Records excerpted from a collection:
»»

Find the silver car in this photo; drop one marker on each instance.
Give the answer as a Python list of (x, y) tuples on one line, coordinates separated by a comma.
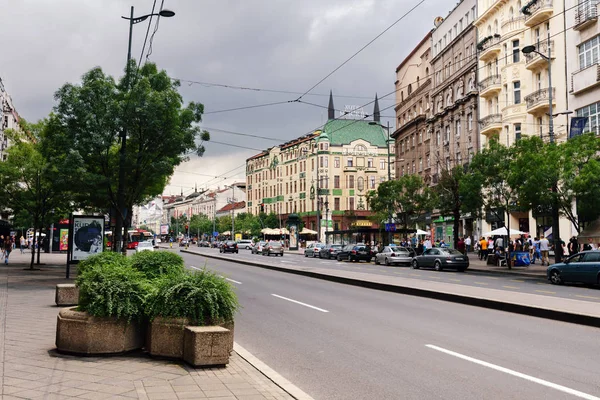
[(273, 247), (394, 255)]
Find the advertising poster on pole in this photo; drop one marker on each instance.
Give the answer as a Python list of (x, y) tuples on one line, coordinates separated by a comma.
[(86, 240), (64, 240)]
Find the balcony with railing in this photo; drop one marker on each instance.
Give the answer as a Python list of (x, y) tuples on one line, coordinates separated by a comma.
[(538, 12), (539, 101), (490, 86), (586, 14), (585, 79), (489, 48), (513, 24), (534, 61), (490, 124)]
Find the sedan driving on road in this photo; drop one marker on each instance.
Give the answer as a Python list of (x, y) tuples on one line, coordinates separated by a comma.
[(394, 255), (313, 249), (355, 252), (273, 247), (229, 247), (257, 247), (582, 267), (441, 258), (330, 251)]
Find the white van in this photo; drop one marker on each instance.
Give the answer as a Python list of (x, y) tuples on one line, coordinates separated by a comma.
[(244, 244)]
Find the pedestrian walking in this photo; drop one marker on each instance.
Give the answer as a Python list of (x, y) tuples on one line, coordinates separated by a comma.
[(6, 250), (545, 249)]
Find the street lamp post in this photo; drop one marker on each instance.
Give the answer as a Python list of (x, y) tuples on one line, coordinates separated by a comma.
[(390, 216), (123, 151), (555, 211)]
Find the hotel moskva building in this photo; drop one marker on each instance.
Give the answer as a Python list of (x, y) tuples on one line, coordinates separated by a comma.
[(324, 176)]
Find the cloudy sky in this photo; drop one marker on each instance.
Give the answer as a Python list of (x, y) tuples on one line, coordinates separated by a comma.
[(280, 45)]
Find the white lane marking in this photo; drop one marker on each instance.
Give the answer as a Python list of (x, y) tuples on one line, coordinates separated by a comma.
[(530, 378), (227, 279), (299, 302)]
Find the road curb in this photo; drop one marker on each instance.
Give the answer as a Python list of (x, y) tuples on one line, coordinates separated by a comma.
[(557, 315), (272, 375)]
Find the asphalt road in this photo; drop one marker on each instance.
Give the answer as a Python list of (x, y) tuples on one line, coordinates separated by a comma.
[(337, 341), (539, 286)]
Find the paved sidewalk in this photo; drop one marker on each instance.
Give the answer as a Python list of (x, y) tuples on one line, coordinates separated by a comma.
[(30, 367)]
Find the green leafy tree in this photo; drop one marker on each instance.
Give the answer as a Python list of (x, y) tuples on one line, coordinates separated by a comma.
[(406, 197), (85, 137), (487, 184), (31, 182)]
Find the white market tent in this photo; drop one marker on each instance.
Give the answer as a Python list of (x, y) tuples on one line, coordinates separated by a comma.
[(502, 232)]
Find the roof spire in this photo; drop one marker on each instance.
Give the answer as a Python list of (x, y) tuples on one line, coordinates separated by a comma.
[(376, 113), (330, 109)]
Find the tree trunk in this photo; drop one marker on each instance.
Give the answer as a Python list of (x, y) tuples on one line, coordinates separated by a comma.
[(33, 242), (39, 246)]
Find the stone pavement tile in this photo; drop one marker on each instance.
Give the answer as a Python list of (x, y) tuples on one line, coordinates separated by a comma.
[(217, 393), (191, 395), (162, 396), (166, 388)]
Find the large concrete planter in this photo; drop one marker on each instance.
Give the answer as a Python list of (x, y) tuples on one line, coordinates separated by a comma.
[(67, 294), (206, 345), (165, 337), (79, 333)]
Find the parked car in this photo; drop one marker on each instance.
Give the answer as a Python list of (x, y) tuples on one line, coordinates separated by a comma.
[(257, 247), (330, 251), (245, 244), (394, 255), (582, 267), (229, 247), (144, 246), (441, 258), (272, 247), (355, 252), (312, 250)]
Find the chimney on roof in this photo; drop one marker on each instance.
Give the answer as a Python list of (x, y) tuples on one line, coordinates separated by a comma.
[(330, 109)]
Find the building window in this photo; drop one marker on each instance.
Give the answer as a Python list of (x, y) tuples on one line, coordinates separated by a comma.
[(516, 51), (360, 184), (517, 92), (588, 52), (593, 113)]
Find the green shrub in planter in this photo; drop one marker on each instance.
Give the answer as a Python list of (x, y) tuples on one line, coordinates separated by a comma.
[(100, 260), (156, 263), (202, 296), (110, 287)]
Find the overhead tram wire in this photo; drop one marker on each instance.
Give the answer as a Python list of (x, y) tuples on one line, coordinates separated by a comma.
[(362, 48), (147, 32), (207, 84)]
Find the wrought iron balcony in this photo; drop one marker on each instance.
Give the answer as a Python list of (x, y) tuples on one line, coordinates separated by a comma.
[(540, 100)]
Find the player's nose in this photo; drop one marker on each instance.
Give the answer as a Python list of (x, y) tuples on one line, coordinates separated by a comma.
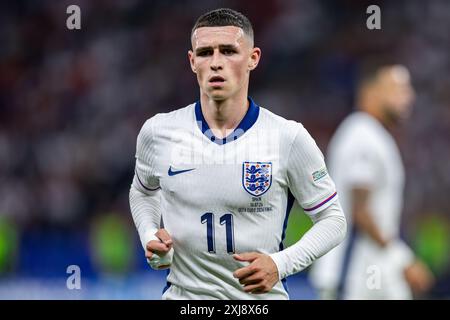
[(216, 61)]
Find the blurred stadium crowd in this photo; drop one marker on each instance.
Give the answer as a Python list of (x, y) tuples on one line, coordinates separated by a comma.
[(72, 104)]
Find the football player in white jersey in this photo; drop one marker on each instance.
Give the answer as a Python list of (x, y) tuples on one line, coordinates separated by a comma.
[(373, 262), (214, 181)]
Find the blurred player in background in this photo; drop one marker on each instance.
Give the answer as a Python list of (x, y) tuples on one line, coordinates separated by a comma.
[(219, 174), (373, 262)]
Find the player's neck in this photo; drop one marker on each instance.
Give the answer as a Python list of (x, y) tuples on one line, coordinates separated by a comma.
[(225, 115)]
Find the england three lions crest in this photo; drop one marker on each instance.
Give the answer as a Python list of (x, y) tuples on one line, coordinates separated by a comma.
[(256, 177)]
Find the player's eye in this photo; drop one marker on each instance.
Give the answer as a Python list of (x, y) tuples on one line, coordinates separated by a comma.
[(204, 53), (228, 51)]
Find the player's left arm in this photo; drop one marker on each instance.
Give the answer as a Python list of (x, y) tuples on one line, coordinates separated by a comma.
[(264, 271), (313, 188)]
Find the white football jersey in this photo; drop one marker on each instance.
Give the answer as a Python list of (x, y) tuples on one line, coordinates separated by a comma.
[(363, 153), (226, 196)]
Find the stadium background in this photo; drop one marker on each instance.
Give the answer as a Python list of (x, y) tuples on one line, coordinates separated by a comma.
[(72, 103)]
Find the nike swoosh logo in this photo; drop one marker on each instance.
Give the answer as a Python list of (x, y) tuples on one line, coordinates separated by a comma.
[(173, 173)]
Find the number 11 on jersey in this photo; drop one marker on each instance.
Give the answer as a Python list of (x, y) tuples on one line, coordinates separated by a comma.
[(227, 220)]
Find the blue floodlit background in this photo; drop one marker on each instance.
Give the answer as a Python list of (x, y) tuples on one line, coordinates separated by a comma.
[(72, 103)]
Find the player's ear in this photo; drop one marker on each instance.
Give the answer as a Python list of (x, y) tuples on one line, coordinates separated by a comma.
[(255, 56), (191, 60)]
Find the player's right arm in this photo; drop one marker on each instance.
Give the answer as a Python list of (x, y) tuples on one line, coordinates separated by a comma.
[(144, 196)]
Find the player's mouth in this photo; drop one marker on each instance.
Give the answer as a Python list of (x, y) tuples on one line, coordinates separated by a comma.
[(216, 81)]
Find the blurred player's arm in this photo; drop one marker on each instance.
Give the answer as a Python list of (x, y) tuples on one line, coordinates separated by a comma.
[(145, 206), (362, 219), (415, 271), (315, 191)]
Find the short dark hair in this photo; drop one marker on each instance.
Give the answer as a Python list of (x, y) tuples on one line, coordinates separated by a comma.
[(224, 17), (370, 68)]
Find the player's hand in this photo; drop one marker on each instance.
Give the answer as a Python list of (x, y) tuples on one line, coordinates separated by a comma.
[(419, 277), (159, 252), (260, 275)]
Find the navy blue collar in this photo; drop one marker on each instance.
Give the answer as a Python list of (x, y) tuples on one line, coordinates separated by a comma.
[(246, 123)]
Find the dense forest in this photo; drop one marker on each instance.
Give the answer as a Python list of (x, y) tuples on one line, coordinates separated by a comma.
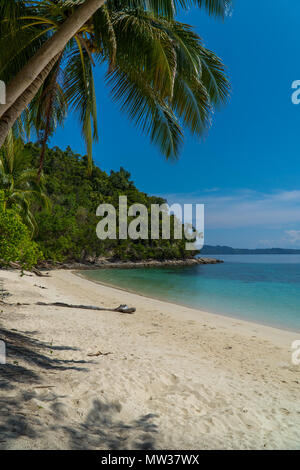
[(66, 228)]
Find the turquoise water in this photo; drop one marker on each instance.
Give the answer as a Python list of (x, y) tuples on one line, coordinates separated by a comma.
[(259, 288)]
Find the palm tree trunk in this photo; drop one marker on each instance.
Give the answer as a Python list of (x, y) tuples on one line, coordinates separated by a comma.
[(48, 51), (15, 111)]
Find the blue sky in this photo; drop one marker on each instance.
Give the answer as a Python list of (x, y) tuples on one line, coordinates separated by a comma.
[(247, 169)]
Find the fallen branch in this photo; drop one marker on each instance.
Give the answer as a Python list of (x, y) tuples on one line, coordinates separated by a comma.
[(99, 353), (121, 308)]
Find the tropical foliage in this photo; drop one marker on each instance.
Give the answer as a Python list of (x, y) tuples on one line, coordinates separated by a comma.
[(18, 181), (68, 230), (157, 68), (15, 242)]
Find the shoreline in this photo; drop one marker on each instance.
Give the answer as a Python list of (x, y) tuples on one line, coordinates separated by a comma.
[(177, 304), (166, 377), (103, 263)]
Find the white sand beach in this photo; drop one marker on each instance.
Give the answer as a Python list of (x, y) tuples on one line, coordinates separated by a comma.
[(169, 377)]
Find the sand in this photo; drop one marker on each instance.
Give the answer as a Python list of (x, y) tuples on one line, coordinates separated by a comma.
[(169, 377)]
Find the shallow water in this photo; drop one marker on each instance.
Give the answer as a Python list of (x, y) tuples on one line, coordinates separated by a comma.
[(259, 288)]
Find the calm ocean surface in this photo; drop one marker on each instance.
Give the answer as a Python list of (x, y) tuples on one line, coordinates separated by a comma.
[(260, 288)]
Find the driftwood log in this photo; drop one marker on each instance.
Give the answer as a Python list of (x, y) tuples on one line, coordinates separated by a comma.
[(121, 308)]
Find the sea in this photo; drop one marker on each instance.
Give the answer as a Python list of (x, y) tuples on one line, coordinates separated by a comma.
[(259, 288)]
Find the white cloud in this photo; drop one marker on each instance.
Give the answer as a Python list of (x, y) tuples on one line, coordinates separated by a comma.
[(293, 236)]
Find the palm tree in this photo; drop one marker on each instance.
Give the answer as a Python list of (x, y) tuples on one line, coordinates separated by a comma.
[(158, 68), (21, 189)]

««

What is expected: Output should consist of the lines above from the one with "Find the short" down to the one with "Find the blue sky", exact and without pictures.

Output:
Find the short dark hair in this photo; drop one marker on each instance.
Give the answer as a Python list of (x, y) tuples on one line, coordinates separated by a comma.
[(224, 17), (370, 68)]
Find the player's hand in this photo; drop one marker on each instance.
Give the answer as a Python list of (x, y) tuples on one line, coordinates separated by a comma.
[(419, 277), (159, 252), (260, 275)]
Find the navy blue collar in this photo; drop one marker on each instance.
Give the answer as a Python list of (x, y) tuples on one line, coordinates separated by a comma.
[(246, 123)]
Find the dense forest in this photo; drop one marker on each instance.
Give the answer as a Python list of (x, y) tuples on one line, coordinates separated by a comma.
[(66, 228)]
Find the turquoise water in this photo; drop one marker on each instance.
Give the answer as a Python list of (x, y) tuples on one line, coordinates separated by a comma.
[(259, 288)]
Find the palm tree trunk in this photo; drop one marker on each instance.
Give the answer as a Python list of (x, y) tuples on one line, coordinates separated by a comma.
[(48, 51), (15, 111)]
Find the blue sky in this photo; drop one marker on each instance.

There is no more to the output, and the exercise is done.